You Don't Have to Be a Millionaire to Retire. Here's Why

A 2024 survey from Northwestern Mutual found that many Americans believe they need to have $1.5 million of retirement savings to have a comfortable life in retirement. It’s good to set audacious goals for your retirement savings, but sometimes there’s a misconception that the only way to retire is to be a millionaire.

What if you’re nowhere near having a million dollars? Can you still retire? The good news is that many people with modest retirement savings can still retire; it happens every day. Even if your nest egg is far below $1 million, you still have options to retire well, if not exactly wealthy.

Let’s look at a few reasons why non-millionaires can still have a good life in retirement.

1. You will likely have Social Security income

Remember: You don’t have to save every dollar for retirement by yourself. Assuming you have a typical American job that is covered by the Social Security system, you will qualify for Social Security retirement income.

As of May 2024, the average Social Security benefit was $1,916 per month, or about $23,000 per year. That means the average retired couple has a combined retirement income of $46,000 per year, just from Social Security — before they have to start spending any of their own 401(k) money or other retirement savings.

Trying to retire on Social Security alone is not ideal, but it can be done. Research from AARP shows that 14% of older Americans rely on Social Security for 90% or more of their household income.

Other research cited by USA Today found that the typical senior (age 65 to 74) has $200,000 of retirement savings, and seniors who described themselves as having a “satisfactory” retirement had only $50,000 to $100,000 of savings.

2. Your monthly bills might be lower in retirement

What if you could pay off your mortgage and own your house free and clear by the time you retire? What if you decide to downsize and move to a smaller home with cheaper utility bills, or a walkable neighborhood where you don’t need a car?

Some retirees decide to move to a lower-cost location or another country with a lower cost of living. There are many lifestyle choices you can make that won’t drain your savings account.

3. You might spend less in retirement

Many people’s household expenses go down considerably by the time they retire. People tend to spend less money as they get older (at all levels of wealth). Your future might be more frugal than you think. Not everyone wants a lavish, money-intensive retirement.

Investment firms and other companies with products pitched at seniors often have TV commercials with retirees waxing down surfboards, going skydiving, boarding cruise ships, and doing other expensive activities.

But what if you’re more of a homebody in your golden years and would rather garden, go to the library, and host friends for coffee?

But watch out for this big expense: Healthcare

There’s one bit of bad news for non-millionaire retirees: Healthcare for seniors is expensive, and not all of it is covered by Medicare. A Fidelity study found that the average retired person might need $157,500 of savings to pay for out-of-pocket healthcare costs in retirement.

And that number doesn’t include long-term care, such as nursing home care, that some people need at the end of their lives. According to the National Council on Aging, the typical nursing home private room costs $9,034 per month ($108,408 per year). If you don’t have long-term care insurance, nursing home costs could eat up every last dollar of your life savings.

But not everyone needs nursing home care; some people end their lives in the hospital, in hospice care, or at home. And not everyone needs to live in a nursing home for years; some people only need that level of care for the last few months or weeks of their lives.

DATA PROVIDED:
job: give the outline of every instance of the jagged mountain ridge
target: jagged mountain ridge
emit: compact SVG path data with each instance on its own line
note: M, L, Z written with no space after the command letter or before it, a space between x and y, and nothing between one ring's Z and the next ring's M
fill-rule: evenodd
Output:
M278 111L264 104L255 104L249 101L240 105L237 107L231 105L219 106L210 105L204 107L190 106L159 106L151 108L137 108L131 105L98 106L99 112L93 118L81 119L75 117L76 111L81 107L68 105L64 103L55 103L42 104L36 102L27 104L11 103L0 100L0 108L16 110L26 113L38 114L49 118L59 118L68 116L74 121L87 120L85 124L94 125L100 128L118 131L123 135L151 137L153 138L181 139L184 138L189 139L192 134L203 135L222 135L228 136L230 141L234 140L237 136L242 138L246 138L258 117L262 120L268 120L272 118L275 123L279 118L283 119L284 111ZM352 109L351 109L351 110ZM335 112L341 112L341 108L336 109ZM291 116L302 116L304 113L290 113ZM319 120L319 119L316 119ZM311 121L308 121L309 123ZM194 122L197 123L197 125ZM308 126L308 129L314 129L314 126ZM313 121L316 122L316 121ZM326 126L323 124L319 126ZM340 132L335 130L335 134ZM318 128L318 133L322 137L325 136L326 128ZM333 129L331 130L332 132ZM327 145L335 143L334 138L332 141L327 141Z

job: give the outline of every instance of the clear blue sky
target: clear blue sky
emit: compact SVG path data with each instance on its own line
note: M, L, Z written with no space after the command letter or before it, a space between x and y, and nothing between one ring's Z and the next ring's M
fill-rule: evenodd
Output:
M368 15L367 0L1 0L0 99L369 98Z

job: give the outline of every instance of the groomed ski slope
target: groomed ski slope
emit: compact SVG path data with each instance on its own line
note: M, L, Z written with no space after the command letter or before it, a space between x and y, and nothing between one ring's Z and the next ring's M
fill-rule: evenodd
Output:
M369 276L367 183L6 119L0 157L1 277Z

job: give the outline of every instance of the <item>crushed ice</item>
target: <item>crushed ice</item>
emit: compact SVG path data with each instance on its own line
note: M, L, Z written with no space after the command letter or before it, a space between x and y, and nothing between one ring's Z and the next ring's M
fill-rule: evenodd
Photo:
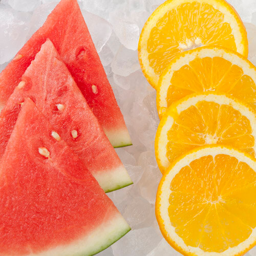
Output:
M0 1L0 71L54 8L54 0ZM178 256L160 233L154 202L161 175L154 156L159 123L156 92L140 69L139 33L150 14L164 0L78 0L83 15L121 108L133 145L116 151L134 184L108 195L133 230L100 256ZM256 65L256 2L229 0L243 20ZM256 253L256 247L246 256Z

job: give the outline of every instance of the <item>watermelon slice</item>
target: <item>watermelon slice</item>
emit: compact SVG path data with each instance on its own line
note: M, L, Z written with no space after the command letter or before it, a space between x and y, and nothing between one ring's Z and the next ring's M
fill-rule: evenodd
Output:
M106 192L132 184L115 150L52 42L47 39L0 114L0 157L26 97L83 161Z
M0 255L89 255L130 230L82 161L26 99L0 162Z
M6 102L41 46L57 49L111 144L132 144L123 117L76 0L62 0L0 74L0 104Z

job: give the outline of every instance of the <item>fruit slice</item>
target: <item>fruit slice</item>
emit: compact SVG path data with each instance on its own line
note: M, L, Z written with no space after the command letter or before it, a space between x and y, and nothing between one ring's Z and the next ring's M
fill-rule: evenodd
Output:
M224 47L248 55L246 31L224 0L168 0L150 17L141 32L139 59L150 84L178 54L204 46Z
M61 0L0 74L3 106L41 46L50 39L114 147L131 145L123 117L76 0Z
M0 255L96 253L130 230L29 99L0 163Z
M162 178L156 215L183 255L243 255L256 245L256 162L218 145L183 155Z
M207 144L227 145L255 156L256 116L231 96L213 93L189 96L172 105L161 120L155 140L162 173L188 151Z
M106 192L132 184L127 172L49 39L0 114L0 157L20 103L30 97Z
M216 91L233 95L256 110L256 68L240 54L205 47L175 58L159 79L159 116L178 100L194 93Z

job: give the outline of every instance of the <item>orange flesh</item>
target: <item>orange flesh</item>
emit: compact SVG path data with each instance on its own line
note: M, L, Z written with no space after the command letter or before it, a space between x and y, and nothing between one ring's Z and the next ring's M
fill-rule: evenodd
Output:
M188 246L221 252L247 239L255 227L256 173L233 157L192 161L170 188L170 220Z
M152 29L147 44L150 65L160 75L177 54L206 45L237 50L223 13L207 4L182 4L165 13Z
M228 93L256 107L256 85L241 68L221 57L196 58L175 71L167 94L167 106L183 97L207 91Z
M189 150L207 144L227 145L253 156L254 139L249 120L232 106L200 101L181 112L168 131L170 162Z

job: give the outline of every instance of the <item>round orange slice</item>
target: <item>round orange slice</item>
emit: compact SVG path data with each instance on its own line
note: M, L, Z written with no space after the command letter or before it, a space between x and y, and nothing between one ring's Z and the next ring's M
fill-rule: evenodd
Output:
M224 0L168 0L154 12L141 32L141 69L157 89L160 75L174 57L209 45L247 57L246 31L232 6Z
M255 113L231 96L212 93L191 95L168 109L155 142L156 158L163 173L181 155L206 144L231 146L254 157Z
M220 145L183 155L161 179L156 215L183 255L243 255L256 245L256 162Z
M256 68L240 54L215 47L184 52L162 74L157 93L159 117L173 102L195 93L227 93L256 109Z

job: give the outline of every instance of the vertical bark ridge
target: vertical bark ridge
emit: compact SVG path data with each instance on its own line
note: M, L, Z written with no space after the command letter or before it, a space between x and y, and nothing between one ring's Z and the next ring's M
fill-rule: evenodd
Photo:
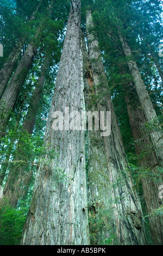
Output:
M114 226L120 245L146 244L142 212L135 191L123 149L121 136L108 88L98 40L91 31L93 24L90 11L86 15L87 44L99 111L111 112L111 130L109 136L103 137L107 159L108 176L112 185L111 199L114 208ZM98 97L99 98L99 97Z
M52 127L54 111L81 109L80 1L72 4L45 137L58 155L38 171L22 245L89 244L84 132Z

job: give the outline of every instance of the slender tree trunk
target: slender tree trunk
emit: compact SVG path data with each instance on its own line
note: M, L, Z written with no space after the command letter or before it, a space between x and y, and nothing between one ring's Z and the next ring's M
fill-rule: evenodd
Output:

TASK SET:
**a)** According to the retirement article, what was the average monthly Social Security benefit as of May 2024?
**b)** Copy the retirement article word for word from "A 2024 survey" to "be a millionaire.".
The items are separate material, apart from the retirement article.

ANSWER LIST:
**a)** $1,916 per month.

**b)**
A 2024 survey from Northwestern Mutual found that many Americans believe they need to have $1.5 million of retirement savings to have a comfortable life in retirement. It’s good to set audacious goals for your retirement savings, but sometimes there’s a misconception that the only way to retire is to be a millionaire.